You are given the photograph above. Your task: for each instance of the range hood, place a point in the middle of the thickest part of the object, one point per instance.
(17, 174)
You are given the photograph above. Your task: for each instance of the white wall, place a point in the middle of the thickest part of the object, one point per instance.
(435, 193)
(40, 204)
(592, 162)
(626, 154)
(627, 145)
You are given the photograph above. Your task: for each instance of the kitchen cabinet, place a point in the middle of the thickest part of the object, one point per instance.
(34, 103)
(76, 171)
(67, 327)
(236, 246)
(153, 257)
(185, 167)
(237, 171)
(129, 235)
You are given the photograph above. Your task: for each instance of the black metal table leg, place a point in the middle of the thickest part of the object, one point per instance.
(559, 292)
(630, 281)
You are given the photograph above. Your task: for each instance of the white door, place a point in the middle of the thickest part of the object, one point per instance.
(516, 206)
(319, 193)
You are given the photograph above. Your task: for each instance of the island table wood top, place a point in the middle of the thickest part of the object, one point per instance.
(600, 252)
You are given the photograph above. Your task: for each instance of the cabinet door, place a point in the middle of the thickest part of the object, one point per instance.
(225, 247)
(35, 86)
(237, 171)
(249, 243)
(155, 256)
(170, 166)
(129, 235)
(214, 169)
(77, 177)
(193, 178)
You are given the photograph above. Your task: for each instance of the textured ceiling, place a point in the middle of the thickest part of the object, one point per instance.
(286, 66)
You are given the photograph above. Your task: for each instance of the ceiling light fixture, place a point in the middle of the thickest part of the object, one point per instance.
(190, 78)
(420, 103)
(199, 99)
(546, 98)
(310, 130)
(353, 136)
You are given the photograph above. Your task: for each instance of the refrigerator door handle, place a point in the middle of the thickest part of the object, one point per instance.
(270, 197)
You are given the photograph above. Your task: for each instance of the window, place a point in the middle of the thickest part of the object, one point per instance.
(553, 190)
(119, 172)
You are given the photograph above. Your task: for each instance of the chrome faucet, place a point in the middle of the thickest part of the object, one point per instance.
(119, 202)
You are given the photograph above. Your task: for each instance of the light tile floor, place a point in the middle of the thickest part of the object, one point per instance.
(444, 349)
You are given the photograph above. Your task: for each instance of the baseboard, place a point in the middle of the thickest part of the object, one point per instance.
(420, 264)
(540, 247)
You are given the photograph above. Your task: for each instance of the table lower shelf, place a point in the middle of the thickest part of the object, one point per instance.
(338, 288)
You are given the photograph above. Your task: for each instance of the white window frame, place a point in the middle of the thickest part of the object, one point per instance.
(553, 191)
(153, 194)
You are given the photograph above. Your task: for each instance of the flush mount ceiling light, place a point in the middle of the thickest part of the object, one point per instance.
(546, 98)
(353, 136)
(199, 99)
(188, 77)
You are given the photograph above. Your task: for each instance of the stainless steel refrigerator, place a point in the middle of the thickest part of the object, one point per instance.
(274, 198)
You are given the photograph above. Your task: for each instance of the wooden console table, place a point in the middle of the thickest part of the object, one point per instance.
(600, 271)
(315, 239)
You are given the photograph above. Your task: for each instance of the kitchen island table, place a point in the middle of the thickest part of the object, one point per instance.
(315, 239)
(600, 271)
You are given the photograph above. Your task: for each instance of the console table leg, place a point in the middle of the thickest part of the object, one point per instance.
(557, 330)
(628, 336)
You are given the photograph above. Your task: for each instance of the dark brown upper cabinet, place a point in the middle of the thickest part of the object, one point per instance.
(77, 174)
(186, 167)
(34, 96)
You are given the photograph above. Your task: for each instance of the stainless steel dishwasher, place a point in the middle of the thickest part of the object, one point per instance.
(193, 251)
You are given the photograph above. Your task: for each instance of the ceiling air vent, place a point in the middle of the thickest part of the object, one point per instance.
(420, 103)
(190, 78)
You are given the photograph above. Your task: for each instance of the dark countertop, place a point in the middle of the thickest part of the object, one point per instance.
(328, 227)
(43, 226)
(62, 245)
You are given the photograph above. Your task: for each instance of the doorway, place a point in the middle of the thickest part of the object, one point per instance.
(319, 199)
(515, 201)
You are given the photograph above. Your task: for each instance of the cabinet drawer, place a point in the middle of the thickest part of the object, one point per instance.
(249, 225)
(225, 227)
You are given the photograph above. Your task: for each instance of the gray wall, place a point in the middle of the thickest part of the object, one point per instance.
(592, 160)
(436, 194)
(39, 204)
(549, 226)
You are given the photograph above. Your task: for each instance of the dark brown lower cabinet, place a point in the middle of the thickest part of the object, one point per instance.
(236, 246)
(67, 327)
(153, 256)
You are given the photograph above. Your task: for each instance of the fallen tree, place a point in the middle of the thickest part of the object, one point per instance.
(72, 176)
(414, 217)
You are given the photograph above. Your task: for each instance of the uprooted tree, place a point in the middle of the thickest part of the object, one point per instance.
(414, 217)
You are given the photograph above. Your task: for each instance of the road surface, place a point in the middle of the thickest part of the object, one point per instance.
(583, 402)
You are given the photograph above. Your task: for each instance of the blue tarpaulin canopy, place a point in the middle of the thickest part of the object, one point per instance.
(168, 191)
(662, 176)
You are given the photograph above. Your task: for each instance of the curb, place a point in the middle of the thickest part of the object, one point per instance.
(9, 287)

---*---

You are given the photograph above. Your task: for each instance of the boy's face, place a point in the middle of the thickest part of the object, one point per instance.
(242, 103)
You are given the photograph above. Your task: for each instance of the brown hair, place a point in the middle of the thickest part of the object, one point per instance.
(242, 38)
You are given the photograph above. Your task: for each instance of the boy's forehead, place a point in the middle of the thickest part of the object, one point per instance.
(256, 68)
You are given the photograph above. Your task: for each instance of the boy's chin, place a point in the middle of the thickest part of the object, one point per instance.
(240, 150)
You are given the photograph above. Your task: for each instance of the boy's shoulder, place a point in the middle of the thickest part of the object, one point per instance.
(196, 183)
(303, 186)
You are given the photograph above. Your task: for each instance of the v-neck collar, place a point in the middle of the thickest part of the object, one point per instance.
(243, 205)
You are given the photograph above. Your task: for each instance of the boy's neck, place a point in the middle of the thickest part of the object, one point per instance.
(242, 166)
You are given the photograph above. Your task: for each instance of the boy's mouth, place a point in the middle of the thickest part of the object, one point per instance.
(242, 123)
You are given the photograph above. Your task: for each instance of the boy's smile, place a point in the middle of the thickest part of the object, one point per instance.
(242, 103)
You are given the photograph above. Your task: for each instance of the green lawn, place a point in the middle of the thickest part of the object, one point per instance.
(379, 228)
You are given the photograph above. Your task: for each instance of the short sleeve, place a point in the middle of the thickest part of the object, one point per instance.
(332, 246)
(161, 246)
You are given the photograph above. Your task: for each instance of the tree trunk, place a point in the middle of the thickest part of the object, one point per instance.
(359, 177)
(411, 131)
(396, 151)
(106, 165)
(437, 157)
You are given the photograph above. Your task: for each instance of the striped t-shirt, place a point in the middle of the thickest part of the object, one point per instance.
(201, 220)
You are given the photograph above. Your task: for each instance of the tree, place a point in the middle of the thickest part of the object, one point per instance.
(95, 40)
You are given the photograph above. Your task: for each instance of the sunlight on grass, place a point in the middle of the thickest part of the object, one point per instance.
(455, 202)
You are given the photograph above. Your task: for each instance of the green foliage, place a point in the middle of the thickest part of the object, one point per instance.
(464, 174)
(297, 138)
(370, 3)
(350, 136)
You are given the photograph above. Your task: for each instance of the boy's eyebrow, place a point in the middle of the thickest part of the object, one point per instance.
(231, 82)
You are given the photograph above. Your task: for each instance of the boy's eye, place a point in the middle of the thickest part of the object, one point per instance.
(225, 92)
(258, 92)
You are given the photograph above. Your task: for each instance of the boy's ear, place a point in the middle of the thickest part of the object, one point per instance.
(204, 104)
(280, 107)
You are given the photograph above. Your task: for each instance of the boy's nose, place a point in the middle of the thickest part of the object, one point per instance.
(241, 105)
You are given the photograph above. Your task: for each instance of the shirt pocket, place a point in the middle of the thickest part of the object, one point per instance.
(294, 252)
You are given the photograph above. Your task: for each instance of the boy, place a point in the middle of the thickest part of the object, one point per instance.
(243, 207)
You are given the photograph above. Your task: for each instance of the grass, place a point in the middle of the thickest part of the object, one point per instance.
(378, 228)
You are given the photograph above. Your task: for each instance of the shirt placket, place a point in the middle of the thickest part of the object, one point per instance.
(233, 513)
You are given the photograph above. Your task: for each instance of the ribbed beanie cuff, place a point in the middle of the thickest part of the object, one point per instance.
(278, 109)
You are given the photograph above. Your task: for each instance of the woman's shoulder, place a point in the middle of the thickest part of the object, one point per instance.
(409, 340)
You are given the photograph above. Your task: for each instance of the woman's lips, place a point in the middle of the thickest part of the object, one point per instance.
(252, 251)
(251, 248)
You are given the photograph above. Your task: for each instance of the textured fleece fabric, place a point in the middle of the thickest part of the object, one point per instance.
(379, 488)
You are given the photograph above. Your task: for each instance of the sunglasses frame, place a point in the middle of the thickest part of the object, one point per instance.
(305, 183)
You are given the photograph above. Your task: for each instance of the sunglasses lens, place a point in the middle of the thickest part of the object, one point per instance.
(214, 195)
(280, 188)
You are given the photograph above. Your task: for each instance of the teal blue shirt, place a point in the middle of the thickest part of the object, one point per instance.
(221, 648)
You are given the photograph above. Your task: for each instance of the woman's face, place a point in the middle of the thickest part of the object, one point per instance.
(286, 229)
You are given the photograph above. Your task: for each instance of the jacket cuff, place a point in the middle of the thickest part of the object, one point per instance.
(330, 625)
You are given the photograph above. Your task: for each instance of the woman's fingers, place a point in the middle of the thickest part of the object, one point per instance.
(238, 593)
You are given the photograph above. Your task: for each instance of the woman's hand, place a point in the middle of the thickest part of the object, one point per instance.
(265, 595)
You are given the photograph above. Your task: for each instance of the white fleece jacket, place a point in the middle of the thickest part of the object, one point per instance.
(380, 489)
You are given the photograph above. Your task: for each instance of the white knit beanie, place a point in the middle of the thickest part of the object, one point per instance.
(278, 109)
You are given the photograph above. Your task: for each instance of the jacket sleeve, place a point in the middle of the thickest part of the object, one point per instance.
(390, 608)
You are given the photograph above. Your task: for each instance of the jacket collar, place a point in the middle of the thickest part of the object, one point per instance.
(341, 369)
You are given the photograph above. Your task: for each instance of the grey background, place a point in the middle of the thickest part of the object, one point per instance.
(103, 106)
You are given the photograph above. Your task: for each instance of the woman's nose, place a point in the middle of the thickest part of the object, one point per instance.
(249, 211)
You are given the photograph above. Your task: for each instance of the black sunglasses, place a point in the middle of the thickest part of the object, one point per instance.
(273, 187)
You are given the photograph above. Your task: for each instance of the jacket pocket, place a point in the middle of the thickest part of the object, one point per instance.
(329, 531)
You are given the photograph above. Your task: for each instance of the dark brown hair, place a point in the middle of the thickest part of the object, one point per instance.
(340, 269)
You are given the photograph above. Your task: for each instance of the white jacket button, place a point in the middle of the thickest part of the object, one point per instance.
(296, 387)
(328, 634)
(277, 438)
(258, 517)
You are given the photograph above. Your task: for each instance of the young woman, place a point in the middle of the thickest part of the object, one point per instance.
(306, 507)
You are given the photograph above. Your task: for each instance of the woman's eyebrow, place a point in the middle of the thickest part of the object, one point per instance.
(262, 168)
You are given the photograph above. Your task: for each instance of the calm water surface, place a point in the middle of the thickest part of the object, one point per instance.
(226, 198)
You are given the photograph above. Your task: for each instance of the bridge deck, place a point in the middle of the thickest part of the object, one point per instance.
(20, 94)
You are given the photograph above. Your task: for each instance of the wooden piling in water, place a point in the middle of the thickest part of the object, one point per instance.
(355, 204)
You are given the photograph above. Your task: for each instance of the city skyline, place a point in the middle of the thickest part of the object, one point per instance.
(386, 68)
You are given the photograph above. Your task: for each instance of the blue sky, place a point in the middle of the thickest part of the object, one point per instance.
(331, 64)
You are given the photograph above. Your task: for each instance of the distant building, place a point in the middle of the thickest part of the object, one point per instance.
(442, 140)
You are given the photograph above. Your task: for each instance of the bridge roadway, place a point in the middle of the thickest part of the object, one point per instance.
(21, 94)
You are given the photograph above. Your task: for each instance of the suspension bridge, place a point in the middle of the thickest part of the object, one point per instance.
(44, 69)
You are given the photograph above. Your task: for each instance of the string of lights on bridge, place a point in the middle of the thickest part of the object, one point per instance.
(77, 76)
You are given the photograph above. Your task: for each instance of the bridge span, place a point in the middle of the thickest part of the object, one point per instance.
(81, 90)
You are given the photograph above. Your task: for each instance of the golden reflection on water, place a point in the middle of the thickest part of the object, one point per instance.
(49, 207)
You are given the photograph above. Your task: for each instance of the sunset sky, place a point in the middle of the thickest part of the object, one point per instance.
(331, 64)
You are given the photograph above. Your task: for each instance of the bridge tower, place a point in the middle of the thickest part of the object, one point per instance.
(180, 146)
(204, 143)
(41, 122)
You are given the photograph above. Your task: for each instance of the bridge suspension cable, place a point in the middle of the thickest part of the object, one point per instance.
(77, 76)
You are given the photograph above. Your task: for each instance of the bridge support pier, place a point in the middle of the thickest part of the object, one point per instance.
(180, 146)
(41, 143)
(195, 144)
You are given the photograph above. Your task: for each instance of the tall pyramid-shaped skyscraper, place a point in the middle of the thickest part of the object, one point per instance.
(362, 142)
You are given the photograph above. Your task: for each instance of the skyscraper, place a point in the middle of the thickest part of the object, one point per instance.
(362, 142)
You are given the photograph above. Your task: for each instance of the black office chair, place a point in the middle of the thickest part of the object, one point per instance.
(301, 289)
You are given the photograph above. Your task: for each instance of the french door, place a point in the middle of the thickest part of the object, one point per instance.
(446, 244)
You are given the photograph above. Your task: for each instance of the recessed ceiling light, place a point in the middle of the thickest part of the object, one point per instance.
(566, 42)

---*---

YOUR OBJECTIVE: Pull out every line in the material above that contains the word "collar".

ANSWER FOR THIS EXERCISE:
You are given the photograph above. Your task: for each instance of the v-neck collar, place a point in the middle of the thickest part of the object, one point per instance.
You are given the photograph above. Your task: for each instance of the jacket collar, place a point in the middle of the thickest part of the object, one point per instance.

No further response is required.